• Excerpt:
* * * * * * * * *

The aim of the operation, code-named “Days of Repentance,” was to take control of possible Qassam launch sites, eliminate terrorist cells and pressure the Palestinian population into shutting down the rocket launchers. But many Israelis saw it simply as an act of revenge, echoing a widely held view about last May’s Operation Rainbow Cloud in southern Gaza, which followed the deaths of 13 Israeli soldiers in two days.
Mofaz himself spoke out against such a view, publicly insisting that the Israeli army “isn’t an avenging force.” Ya’alon said the army’s plan was to operate “until there are no rockets in Sderot,” through “clean, surgical operations, hitting the terrorists and not those who are not involved.”
But the leaders’ words seemed to many Israelis to ring hollow in the face of the heavy fire, the mounting Palestinian casualties and most of all the continued rocket fire, which went on right under the army’s nose in the midst of the incursion.
Israel seemed implicitly to acknowledge the operation’s limited usefulness as a preventive measure when it was reported Tuesday to be negotiating with the Palestinian Authority — indirectly, through third parties — for a promise to end the rocket fire.
Of greater concern to most Israelis, the army’s need to push ever deeper into Gaza seemed to show the difficulties Israel will face as it prepares to implement Sharon’s disengagement plan. “The [Israeli army] would have to conquer the strip in order to evacuate it,” wrote Ha’aretz correspondent Amir Oren, echoing a sentiment that many in uniform feel but are reluctant to say out loud.
Sharon’s stated aim in disengagement from Gaza is, among other things, to create shorter, more defensible lines around the perimeter of the strip. But the steady improvement in the accuracy and destructiveness of the Qassam rockets strengthens the possibility that following the pullout, Hamas will be able to target towns even deeper inside Israel than it now targets. That would force Israel to send its troops back into Gaza again and again.
Some Israelis point hopefully to the precedent of Israel’s unilateral withdrawal from Lebanon in 2000. The pullback left the Lebanese side of the border under the control of the Hezbollah militia, raising fears of increased vulnerability. But the border has been largely quiet for four years, suggesting that once Israel withdrew, the forces on the other side, however hostile, had a stake in keeping the peace. Backers of disengagement foresee the same process after withdrawal from Gaza.
Hamas has shown little inclination to play along. During the latest incursion, Hamas spokesmen threatened that they would continue to stretch their rockets’ range until they can reach major Israeli centers. “We will bomb Ashkelon,” one Hamas statement warned, referring to a large Israeli city about 10 miles north of the Gaza border. That is beyond their capacity right now, but it seems inevitable that without an agreement, they will be able to make good on their words not long after Israel withdraws.
Indeed, that prospect appeared to be on the Israeli defense establishment’s mind when it reportedly sought a Palestinian Authority pledge to stop the rockets. Sharon has insisted repeatedly that he has no partner on the other side and will plan all Israel’s moves unilaterally. As usual, however, life turns out to be more complicated.
Sharon’s stated timetable calls for the Knesset to ratify the plan and begin legislating its details within the next month. But with only weeks to go, and with the Israeli army deeper than ever inside Gaza, withdrawal — unilateral or otherwise — seems as distant as ever, perhaps even more.
Ofer Shelah, a military analyst for Yediot Aharonot, is the Forward’s chief Israel correspondent.

* * * * * * * * *

• Material provided:

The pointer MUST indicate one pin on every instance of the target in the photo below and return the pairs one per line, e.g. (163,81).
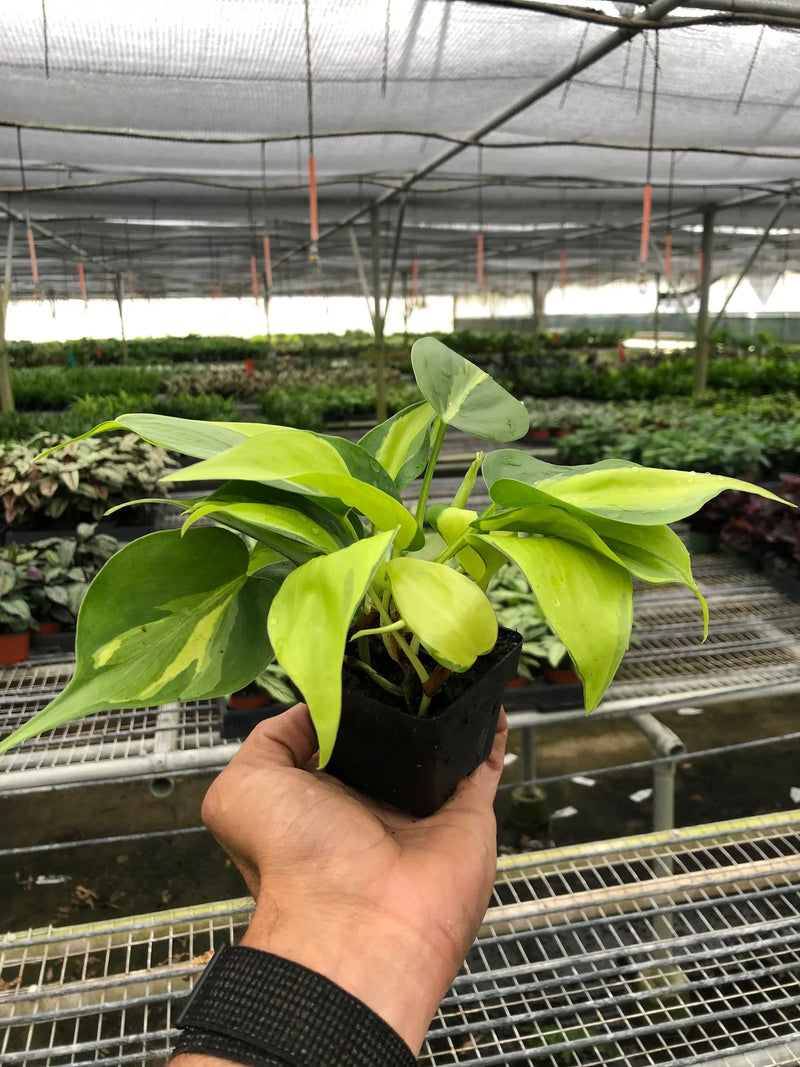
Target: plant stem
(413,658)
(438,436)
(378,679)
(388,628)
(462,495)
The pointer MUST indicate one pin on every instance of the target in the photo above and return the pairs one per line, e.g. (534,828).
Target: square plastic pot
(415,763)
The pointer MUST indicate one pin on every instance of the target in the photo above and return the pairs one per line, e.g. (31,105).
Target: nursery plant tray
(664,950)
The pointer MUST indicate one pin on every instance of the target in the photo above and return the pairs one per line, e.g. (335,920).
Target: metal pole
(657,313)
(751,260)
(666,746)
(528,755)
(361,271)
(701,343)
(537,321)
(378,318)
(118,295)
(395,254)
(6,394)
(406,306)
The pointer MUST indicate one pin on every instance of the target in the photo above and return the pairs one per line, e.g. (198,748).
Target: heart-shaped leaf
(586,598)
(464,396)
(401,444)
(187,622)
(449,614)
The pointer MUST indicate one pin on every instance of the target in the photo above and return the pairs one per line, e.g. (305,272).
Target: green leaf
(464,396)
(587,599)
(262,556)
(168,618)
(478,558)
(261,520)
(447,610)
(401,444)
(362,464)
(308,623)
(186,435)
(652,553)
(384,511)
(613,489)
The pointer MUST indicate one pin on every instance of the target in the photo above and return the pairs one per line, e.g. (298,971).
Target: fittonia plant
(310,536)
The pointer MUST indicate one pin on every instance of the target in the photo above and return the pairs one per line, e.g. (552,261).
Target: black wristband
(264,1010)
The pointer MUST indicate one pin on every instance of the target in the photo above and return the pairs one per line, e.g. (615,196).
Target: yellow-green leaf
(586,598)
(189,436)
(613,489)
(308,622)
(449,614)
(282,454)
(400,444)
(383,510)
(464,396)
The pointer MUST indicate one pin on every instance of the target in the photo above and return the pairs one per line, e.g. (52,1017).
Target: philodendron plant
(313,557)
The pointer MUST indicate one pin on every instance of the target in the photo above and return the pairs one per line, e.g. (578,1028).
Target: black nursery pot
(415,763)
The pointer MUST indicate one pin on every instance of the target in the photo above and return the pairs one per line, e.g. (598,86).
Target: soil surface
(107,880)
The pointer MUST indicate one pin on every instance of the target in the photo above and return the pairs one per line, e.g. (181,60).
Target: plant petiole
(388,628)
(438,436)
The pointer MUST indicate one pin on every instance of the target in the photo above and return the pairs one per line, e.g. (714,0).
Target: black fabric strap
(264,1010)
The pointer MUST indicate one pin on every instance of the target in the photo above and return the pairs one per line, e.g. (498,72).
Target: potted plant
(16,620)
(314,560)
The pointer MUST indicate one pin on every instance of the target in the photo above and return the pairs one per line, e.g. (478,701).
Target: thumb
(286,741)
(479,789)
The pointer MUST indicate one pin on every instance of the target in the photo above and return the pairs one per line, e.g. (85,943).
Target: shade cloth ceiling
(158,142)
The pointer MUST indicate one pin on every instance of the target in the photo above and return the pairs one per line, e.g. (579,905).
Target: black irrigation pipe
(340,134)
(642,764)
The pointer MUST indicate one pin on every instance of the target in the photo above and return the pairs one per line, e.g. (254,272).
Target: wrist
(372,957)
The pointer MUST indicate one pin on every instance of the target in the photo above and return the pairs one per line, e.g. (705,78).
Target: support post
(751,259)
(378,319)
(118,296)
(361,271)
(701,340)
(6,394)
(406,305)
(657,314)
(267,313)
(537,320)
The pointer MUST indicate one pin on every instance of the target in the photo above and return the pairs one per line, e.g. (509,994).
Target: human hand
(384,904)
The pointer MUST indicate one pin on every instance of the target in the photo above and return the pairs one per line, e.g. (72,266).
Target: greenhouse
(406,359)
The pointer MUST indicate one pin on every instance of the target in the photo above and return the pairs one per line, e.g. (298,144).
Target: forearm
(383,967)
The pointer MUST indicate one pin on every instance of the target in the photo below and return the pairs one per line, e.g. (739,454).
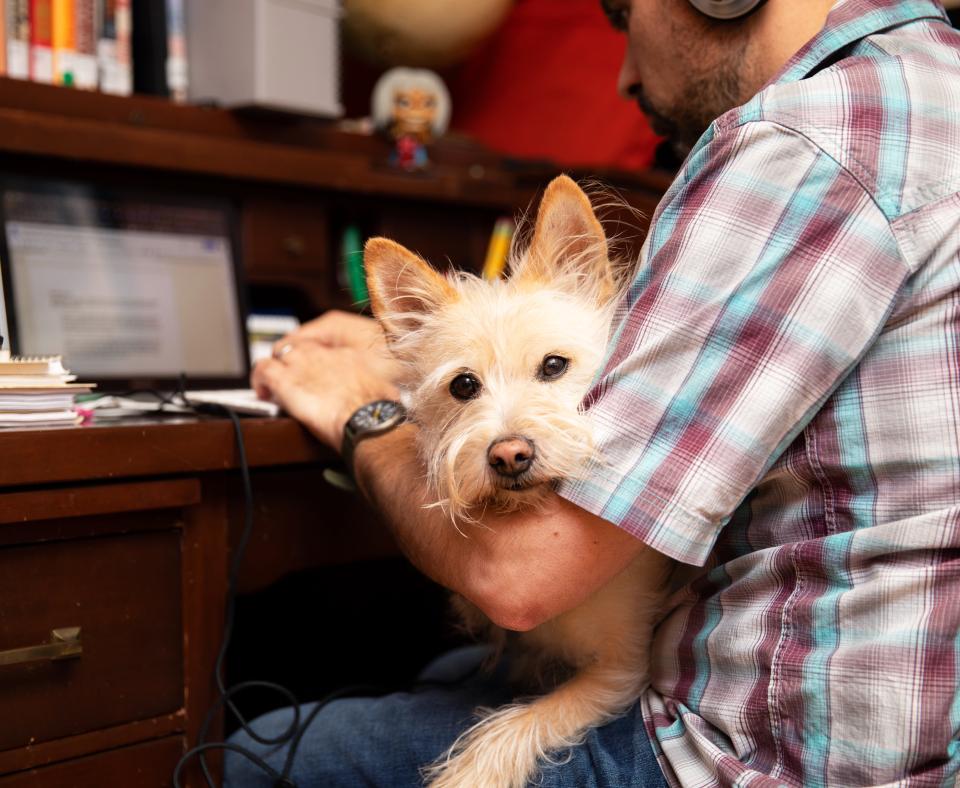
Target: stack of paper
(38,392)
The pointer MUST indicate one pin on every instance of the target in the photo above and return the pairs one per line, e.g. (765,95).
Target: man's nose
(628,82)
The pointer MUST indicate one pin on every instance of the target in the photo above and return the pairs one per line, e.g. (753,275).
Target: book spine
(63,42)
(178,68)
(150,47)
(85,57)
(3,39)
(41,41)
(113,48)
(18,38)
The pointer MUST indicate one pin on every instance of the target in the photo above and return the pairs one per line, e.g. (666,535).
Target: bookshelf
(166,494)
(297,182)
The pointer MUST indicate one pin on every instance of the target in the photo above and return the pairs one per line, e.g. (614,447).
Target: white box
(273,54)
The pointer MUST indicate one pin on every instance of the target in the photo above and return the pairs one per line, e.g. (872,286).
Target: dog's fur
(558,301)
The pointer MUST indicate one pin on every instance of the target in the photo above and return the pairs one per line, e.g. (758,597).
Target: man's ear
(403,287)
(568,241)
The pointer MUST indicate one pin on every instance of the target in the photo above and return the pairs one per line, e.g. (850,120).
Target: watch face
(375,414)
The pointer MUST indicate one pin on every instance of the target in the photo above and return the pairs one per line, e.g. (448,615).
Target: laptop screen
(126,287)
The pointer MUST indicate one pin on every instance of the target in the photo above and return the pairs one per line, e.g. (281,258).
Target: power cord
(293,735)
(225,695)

* * * * * * * * *

• Things to do:
(1) Answer these questions from the excerpt on the Gaza incursion:
(a) What code name was given to the operation?
(b) About how many miles north of the Gaza border is Ashkelon?
(c) In what year did Israel withdraw unilaterally from Lebanon?
(2) For each statement, say yes or no depending on whether the excerpt on the Gaza incursion agrees with it, and quote the words from the excerpt that settle it.
(a) Ya'alon said the army would keep operating until there were no rockets in Sderot.
(b) Since Israel's withdrawal from Lebanon, the border has seen heavy fighting.
(c) Hamas rockets can already reach Ashkelon.

• Answer list:
(1)
(a) "Days of Repentance."
(b) About 10 miles.
(c) 2000.

(2)
(a) Yes: "until there are no rockets in Sderot"
(b) No: "the border has been largely quiet for four years"
(c) No: "That is beyond their capacity right now"